Новый Мир Новый Мир - Новый Мир ( № 7 2011)
“Например, в XIX, да и в ХХ веке изобразительным искусством занимались почти исключительно специальные люди — художники, принадлежавшие к определенной касте. Если же отодвинуться немного назад, то вы увидите, что рисовали почти все. Карл Линней собственноручно иллюстрировал свои ученые трактаты — и рисовал не хуже Дюрера, хотя вроде бы не получал никакого специального образования в этой области. Живопись и рисунок были частью популярных медиа. Похоже, сейчас мы в некотором роде возвращаемся к XVIII столетию. Все фотографируют, снимают видео, работают на компьютере. Художники используют те же технологии, что и любители. Если искусство понимать как производство изображений, то оно действительно почти полностью растворяется в массовой художественной продукции. Но концептуализм сорокалетней давности уже сталкивался с этой проблемой и нашел выход в том, чтобы сделать искусство рефлексией по поводу продуцирования изображений. Надо построить над этим массивом второй уровень — это и будет уровень профессионального искусства”.

Блок данных:

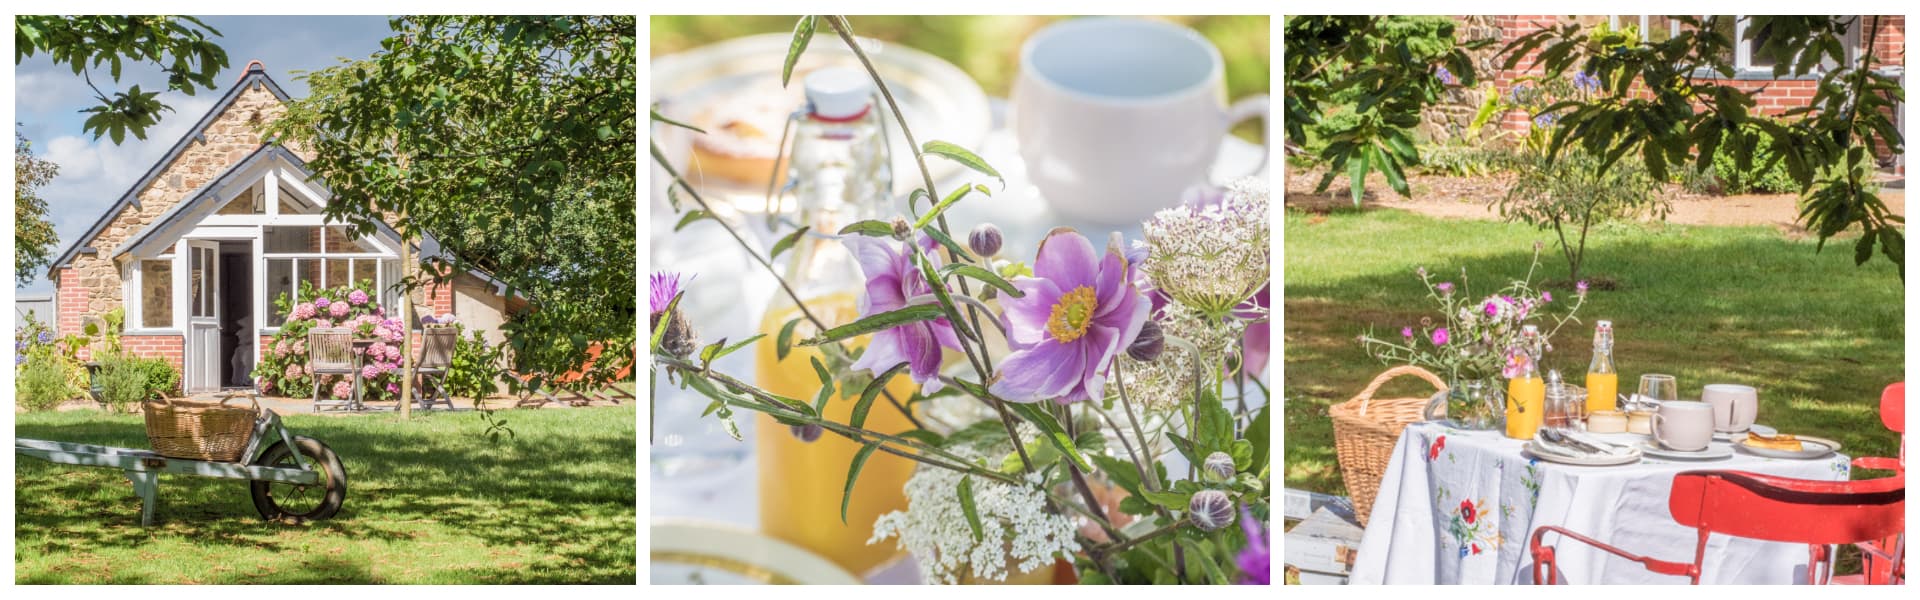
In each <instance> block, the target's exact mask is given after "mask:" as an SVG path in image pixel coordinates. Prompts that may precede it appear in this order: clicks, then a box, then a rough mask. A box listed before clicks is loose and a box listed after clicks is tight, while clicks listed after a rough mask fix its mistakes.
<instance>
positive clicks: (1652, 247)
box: [1283, 210, 1905, 496]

Письменное задание 1:
Кто, согласно разделу текста, сам иллюстрировал свои ученые трактаты?
Письменное задание 2:
Перечислите все занятия, которыми, по словам раздела текста, сейчас заняты все.

Письменный ответ 1:
Карл Линней.

Письменный ответ 2:
Фотографируют, снимают видео, работают на компьютере.